(Source data)
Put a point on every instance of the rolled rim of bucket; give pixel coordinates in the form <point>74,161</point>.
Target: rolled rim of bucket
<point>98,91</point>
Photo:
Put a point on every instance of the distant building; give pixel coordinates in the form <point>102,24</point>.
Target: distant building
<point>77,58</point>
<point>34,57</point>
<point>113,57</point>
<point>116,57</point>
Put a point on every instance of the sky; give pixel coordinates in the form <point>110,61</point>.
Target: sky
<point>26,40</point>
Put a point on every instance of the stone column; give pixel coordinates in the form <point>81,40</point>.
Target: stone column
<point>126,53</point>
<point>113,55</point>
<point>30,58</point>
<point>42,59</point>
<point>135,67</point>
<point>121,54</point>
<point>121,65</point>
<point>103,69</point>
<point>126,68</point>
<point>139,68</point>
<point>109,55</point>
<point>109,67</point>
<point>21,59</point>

Exercise brief: Exact copies of all entries are what's needed here.

Result of the task:
Put a point on every instance of the rolled rim of bucket; give pixel coordinates in the form <point>74,161</point>.
Target: rolled rim of bucket
<point>98,91</point>
Photo:
Put a point on every instance of the distant building; give pixel coordinates in the form <point>102,24</point>.
Target: distant building
<point>77,58</point>
<point>34,57</point>
<point>113,57</point>
<point>116,57</point>
Put a point on every instance of the sky; give pixel coordinates in the form <point>110,61</point>.
Target: sky
<point>26,40</point>
Put a point on every instance of the stone column; give pixel coordinates in the form <point>81,40</point>.
Target: stone column
<point>126,53</point>
<point>113,55</point>
<point>30,58</point>
<point>42,59</point>
<point>135,67</point>
<point>121,54</point>
<point>121,65</point>
<point>103,69</point>
<point>126,68</point>
<point>139,68</point>
<point>109,55</point>
<point>109,67</point>
<point>21,59</point>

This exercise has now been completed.